- Provided data -
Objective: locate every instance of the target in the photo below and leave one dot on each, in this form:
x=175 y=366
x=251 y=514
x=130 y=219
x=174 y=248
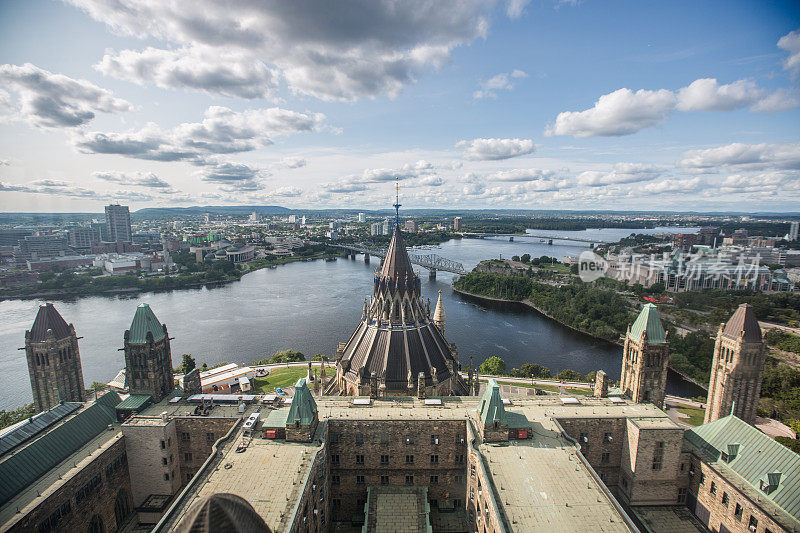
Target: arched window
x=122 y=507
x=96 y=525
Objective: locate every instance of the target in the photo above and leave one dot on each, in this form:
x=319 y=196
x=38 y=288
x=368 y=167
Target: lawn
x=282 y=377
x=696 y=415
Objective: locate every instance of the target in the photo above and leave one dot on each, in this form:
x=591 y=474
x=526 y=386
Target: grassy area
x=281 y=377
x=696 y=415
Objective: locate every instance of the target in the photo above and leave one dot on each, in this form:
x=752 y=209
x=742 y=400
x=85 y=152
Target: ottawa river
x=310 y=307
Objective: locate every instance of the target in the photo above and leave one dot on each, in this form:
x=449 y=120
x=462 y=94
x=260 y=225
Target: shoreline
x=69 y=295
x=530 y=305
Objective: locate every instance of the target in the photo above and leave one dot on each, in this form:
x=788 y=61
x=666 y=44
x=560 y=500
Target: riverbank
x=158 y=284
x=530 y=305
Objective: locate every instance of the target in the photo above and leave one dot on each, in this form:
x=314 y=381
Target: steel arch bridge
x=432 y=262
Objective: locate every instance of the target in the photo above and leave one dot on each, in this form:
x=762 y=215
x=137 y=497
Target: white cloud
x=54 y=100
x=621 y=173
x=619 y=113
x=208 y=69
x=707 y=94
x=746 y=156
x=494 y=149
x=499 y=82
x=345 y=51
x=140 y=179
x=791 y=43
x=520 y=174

--

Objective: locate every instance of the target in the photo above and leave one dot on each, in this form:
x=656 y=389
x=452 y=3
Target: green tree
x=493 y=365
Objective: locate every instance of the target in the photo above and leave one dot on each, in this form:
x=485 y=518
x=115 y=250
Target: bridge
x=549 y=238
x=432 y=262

- Task description -
Count the lines in the entries above that contain the string "bridge", with case counting. Reply with the number only.

- Solution to the exercise -
2